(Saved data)
##############################
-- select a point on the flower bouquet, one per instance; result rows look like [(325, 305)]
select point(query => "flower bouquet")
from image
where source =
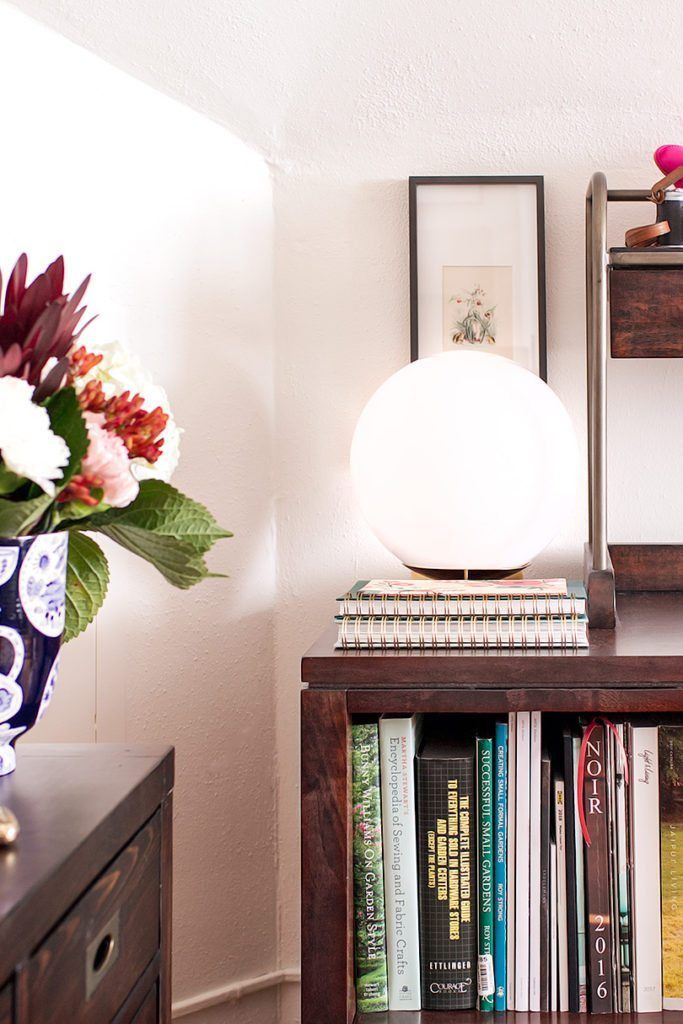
[(87, 445)]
##############################
▶ [Exercise goal]: Please write out all of the lines above verbatim, leaving the picture out of your answer.

▶ [Exercise answer]:
-- select a point on the flower bouquet, one per instance; result rows look like [(325, 305)]
select point(query => "flower bouquet")
from image
where source =
[(87, 445)]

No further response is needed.